Work item: Entries follow. Return each line that contains the word "plaque".

Exercise input:
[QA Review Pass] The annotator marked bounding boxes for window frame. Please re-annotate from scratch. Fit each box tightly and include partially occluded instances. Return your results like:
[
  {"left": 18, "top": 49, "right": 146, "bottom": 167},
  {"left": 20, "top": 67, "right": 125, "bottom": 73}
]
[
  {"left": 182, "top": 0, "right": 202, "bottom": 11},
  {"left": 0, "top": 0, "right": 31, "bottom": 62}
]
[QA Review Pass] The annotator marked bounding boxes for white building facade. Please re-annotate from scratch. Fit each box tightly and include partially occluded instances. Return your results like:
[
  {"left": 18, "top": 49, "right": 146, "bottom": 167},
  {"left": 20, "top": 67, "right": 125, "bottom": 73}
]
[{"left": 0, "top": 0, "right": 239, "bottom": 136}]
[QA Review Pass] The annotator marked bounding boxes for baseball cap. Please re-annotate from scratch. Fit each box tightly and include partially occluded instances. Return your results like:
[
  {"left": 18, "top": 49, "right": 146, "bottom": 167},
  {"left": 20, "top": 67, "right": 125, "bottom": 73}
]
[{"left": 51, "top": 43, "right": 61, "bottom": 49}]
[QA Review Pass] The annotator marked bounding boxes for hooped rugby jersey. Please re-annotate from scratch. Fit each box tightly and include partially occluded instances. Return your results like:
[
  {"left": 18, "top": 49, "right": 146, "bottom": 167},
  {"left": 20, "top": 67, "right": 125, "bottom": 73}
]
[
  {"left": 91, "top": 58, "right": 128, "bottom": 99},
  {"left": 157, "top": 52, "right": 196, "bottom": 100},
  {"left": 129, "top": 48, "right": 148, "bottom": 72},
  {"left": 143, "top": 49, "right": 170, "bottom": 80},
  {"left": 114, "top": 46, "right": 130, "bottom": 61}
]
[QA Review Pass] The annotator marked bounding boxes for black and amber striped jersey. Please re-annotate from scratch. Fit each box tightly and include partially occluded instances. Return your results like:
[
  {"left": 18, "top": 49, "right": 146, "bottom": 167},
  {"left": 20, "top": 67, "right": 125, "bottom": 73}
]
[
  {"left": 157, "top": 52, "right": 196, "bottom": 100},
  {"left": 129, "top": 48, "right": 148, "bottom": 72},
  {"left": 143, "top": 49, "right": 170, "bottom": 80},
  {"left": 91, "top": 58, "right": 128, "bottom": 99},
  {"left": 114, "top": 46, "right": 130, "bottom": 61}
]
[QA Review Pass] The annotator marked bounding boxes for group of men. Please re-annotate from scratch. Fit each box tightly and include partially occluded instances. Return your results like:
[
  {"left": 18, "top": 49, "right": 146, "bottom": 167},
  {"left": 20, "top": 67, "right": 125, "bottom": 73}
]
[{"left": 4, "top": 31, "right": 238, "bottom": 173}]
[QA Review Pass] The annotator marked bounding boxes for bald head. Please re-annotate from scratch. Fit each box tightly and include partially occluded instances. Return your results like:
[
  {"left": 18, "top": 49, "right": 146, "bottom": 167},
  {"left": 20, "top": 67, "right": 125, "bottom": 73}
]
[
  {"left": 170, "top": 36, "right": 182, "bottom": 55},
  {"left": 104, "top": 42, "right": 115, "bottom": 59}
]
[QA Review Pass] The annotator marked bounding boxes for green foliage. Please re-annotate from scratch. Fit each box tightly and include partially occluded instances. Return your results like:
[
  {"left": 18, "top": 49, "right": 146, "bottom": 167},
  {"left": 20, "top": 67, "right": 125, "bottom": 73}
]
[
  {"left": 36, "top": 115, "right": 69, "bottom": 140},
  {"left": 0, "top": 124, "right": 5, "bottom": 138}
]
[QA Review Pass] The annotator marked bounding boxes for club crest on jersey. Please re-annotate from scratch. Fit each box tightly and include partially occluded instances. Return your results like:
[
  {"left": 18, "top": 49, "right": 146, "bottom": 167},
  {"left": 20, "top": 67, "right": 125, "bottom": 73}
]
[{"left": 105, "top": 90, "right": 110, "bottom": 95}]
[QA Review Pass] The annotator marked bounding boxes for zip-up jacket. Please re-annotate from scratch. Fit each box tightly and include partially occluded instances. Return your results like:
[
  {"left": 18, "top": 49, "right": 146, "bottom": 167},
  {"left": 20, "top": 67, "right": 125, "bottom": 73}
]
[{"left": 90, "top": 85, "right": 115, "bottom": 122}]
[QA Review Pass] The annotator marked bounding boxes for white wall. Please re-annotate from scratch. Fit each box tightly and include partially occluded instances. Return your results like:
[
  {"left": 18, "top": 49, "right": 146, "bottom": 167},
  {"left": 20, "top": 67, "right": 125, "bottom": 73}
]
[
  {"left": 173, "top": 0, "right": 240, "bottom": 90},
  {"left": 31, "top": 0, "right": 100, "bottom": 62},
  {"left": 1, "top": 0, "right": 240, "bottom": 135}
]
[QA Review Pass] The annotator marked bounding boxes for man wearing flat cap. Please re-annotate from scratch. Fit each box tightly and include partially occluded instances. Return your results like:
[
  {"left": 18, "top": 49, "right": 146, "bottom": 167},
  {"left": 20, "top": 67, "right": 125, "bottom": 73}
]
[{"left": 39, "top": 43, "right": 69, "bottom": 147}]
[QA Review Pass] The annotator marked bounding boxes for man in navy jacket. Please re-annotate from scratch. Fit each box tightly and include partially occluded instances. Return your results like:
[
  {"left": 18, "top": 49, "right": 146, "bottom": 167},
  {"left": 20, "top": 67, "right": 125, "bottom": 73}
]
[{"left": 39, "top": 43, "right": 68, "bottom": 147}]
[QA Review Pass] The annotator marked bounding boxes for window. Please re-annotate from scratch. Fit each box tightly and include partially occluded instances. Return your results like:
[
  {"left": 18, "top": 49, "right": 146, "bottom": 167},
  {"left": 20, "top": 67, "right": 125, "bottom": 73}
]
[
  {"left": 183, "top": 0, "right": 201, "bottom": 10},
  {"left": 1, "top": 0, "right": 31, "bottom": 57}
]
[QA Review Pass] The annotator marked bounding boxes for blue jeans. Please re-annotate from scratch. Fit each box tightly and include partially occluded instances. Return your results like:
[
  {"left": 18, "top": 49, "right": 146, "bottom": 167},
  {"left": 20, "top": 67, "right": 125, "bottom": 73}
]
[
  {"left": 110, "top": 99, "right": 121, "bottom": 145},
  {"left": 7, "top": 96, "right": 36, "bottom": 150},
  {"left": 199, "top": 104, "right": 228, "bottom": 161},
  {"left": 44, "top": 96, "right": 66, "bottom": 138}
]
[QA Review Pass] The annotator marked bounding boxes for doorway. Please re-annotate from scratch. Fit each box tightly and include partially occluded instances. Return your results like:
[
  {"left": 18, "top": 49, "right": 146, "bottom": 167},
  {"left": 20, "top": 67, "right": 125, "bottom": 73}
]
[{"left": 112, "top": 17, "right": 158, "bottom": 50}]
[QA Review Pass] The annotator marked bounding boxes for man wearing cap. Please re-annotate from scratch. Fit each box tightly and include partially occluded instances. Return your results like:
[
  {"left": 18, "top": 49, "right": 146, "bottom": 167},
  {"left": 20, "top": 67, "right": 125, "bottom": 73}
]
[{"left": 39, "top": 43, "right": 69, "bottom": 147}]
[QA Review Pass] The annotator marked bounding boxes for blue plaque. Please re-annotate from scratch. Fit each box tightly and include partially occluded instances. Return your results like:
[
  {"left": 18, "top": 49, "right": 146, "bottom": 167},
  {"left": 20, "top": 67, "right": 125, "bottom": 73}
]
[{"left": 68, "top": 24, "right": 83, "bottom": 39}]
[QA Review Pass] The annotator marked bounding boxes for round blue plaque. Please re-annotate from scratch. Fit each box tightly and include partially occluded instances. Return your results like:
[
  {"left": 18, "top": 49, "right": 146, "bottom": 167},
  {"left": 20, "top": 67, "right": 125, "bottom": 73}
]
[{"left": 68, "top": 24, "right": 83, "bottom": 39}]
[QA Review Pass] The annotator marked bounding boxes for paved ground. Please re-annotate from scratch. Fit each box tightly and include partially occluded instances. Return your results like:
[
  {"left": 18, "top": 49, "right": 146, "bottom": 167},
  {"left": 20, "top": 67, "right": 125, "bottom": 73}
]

Output for this task:
[QA Review Pass] The annotator marked bounding boxes for blue plaque. Please re-annotate from scratch. Fit each box tightly and include partially occluded instances. Return your results like:
[QA Review Pass] The annotator marked bounding boxes for round blue plaque. Please re-annotate from scratch. Fit each box tightly and include partially occluded instances. Return your results like:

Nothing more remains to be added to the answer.